Begin Data for the task
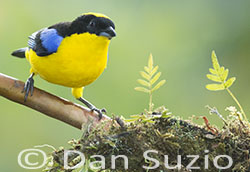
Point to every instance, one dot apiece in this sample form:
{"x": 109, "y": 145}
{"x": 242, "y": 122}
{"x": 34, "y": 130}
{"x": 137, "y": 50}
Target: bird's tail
{"x": 20, "y": 52}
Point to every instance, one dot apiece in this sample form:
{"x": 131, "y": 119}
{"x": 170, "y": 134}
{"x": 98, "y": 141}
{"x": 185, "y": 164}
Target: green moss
{"x": 169, "y": 136}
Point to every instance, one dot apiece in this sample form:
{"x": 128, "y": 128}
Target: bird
{"x": 72, "y": 54}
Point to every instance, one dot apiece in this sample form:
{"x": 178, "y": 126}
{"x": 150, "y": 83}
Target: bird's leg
{"x": 92, "y": 107}
{"x": 28, "y": 87}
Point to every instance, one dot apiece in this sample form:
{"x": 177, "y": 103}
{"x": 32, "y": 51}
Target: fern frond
{"x": 150, "y": 78}
{"x": 218, "y": 74}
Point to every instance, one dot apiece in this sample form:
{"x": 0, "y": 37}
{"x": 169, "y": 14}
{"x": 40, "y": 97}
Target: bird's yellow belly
{"x": 79, "y": 60}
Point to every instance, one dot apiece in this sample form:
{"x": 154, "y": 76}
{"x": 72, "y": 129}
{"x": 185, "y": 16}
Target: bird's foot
{"x": 93, "y": 108}
{"x": 28, "y": 87}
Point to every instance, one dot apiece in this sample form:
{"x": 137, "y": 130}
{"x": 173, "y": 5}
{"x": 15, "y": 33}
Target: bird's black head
{"x": 95, "y": 24}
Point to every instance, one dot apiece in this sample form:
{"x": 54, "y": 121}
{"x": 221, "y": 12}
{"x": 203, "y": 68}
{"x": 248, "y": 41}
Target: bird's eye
{"x": 92, "y": 24}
End Data for the task
**Objective:** Your copy should match the records word for word, with the pictures removed.

**Output below:**
Point to every instance, one dot apiece in this sample form:
{"x": 109, "y": 145}
{"x": 242, "y": 122}
{"x": 34, "y": 130}
{"x": 137, "y": 50}
Target: bird's tail
{"x": 20, "y": 52}
Point to every instance, one dot apiece in this sample form:
{"x": 131, "y": 119}
{"x": 170, "y": 134}
{"x": 98, "y": 141}
{"x": 185, "y": 164}
Target: green moss
{"x": 169, "y": 136}
Point to every instance, one dot apiece in this sample form:
{"x": 128, "y": 128}
Target: bird
{"x": 72, "y": 54}
Point to every instance, one dot apiece in this sample form:
{"x": 178, "y": 126}
{"x": 150, "y": 83}
Target: bird's leg
{"x": 92, "y": 107}
{"x": 28, "y": 87}
Point to every instance, one dot apiece in this sample form:
{"x": 177, "y": 103}
{"x": 32, "y": 51}
Target: fern frond
{"x": 150, "y": 78}
{"x": 218, "y": 74}
Point to every instance, one dot apiece in this sample form:
{"x": 0, "y": 37}
{"x": 169, "y": 14}
{"x": 40, "y": 97}
Target: bird's yellow belly
{"x": 79, "y": 60}
Point to every instance, one dot apiece in this sample form:
{"x": 154, "y": 76}
{"x": 72, "y": 129}
{"x": 185, "y": 16}
Target: bird's foot
{"x": 93, "y": 108}
{"x": 28, "y": 87}
Point to every instance, one dot apiece in this sample form:
{"x": 137, "y": 130}
{"x": 173, "y": 5}
{"x": 15, "y": 33}
Target: bird's black head
{"x": 95, "y": 24}
Point to every instance, one dot apiece in this sample form:
{"x": 54, "y": 121}
{"x": 221, "y": 12}
{"x": 203, "y": 68}
{"x": 248, "y": 41}
Target: bird's eye
{"x": 92, "y": 24}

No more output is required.